Document passage:
The Assiniboine and Dakota Sioux occupied the Red River and Lake Winnipeg area at this time.

The French King abolished all trading privileges in the Territories causing a disastrous financial blow to those whom followed the party line and forcing them into poverty.  The hardest hit is (I)-Nicholas Perrot (Pere) also Joly Coeur (Jolly Soul)(1644-1718), a Coureurs des Bois, the former engage of the Jesuit, who is the effective Commandant of the whole Northwest Territories.  He would spend his declining years in poverty for his allegiance to the Church and Crown.

March:  Hannah Duston, b-1657 of Haverhill, Massachusetts Bay was attacked and captured March 12, 1697  On their trip back to Canada they killed Hannah's daughter Martha.  Hanna, Mary Neff and Samuel Lennardson age 14 were kept alive.  On March 30, 1697 the three captives took tomahawks and killed 10 of their guards.  Some say Hanna took home their scalps for the bounty money.

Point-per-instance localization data

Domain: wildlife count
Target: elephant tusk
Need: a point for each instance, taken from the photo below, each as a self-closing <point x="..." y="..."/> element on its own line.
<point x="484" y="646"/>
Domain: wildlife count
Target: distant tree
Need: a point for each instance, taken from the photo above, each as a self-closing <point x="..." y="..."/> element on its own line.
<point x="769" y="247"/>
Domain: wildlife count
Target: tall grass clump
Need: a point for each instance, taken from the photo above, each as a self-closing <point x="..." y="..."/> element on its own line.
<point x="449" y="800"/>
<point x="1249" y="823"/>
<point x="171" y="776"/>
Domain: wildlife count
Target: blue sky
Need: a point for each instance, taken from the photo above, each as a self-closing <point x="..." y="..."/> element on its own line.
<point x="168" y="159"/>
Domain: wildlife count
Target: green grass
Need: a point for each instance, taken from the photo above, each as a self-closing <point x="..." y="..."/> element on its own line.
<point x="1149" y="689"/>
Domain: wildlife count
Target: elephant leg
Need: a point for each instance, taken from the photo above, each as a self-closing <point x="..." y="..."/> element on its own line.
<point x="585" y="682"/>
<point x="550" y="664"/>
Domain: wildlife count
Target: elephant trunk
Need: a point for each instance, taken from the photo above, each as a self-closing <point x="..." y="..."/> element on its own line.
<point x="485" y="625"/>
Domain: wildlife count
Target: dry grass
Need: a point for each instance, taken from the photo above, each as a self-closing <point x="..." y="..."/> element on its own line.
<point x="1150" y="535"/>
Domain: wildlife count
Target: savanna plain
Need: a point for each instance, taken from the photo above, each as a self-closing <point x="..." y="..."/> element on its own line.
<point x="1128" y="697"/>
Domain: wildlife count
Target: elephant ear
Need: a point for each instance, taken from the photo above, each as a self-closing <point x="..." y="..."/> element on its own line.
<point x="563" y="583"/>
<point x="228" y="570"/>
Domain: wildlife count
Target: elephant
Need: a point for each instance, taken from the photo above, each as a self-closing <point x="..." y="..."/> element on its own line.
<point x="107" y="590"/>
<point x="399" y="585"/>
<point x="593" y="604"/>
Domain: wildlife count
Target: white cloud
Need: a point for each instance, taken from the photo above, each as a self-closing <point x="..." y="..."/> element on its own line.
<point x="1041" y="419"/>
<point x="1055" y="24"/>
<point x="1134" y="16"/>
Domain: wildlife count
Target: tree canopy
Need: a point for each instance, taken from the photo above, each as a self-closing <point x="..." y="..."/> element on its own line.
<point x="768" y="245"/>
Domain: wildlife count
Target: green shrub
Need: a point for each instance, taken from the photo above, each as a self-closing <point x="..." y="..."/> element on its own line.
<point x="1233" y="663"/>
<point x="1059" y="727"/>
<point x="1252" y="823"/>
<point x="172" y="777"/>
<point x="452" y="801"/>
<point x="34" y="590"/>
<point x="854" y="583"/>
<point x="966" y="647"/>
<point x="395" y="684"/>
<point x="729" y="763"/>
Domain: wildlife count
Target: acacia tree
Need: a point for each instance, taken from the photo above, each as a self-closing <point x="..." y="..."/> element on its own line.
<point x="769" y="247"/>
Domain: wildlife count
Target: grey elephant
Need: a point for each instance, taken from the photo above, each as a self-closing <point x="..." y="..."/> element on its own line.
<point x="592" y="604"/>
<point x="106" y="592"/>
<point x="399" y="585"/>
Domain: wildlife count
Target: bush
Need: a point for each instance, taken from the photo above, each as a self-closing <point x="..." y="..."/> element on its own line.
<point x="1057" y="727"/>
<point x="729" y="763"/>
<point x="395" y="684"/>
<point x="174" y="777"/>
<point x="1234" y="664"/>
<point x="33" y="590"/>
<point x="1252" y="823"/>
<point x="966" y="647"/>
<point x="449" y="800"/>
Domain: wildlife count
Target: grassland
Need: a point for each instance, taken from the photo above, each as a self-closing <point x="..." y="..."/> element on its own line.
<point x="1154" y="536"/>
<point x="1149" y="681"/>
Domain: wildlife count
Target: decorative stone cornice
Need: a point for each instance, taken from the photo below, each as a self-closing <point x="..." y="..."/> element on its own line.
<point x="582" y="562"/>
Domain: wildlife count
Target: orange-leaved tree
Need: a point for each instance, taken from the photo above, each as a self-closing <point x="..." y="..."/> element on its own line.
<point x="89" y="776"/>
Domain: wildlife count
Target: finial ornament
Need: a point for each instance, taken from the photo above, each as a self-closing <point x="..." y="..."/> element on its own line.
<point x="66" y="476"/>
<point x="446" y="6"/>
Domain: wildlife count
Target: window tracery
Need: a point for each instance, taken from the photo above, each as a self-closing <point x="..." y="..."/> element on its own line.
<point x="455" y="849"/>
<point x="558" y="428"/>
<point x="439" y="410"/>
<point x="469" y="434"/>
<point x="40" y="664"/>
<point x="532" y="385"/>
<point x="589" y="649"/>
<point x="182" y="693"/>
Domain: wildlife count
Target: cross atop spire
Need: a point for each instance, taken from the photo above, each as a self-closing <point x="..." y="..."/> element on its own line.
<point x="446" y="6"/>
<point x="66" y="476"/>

To do: In the history passage, rewrite the stretch from "The French King" through "the bounty money." so that "Commandant" becomes "Commander".

Result of this exercise:
The French King abolished all trading privileges in the Territories causing a disastrous financial blow to those whom followed the party line and forcing them into poverty.  The hardest hit is (I)-Nicholas Perrot (Pere) also Joly Coeur (Jolly Soul)(1644-1718), a Coureurs des Bois, the former engage of the Jesuit, who is the effective Commander of the whole Northwest Territories.  He would spend his declining years in poverty for his allegiance to the Church and Crown.

March:  Hannah Duston, b-1657 of Haverhill, Massachusetts Bay was attacked and captured March 12, 1697  On their trip back to Canada they killed Hannah's daughter Martha.  Hanna, Mary Neff and Samuel Lennardson age 14 were kept alive.  On March 30, 1697 the three captives took tomahawks and killed 10 of their guards.  Some say Hanna took home their scalps for the bounty money.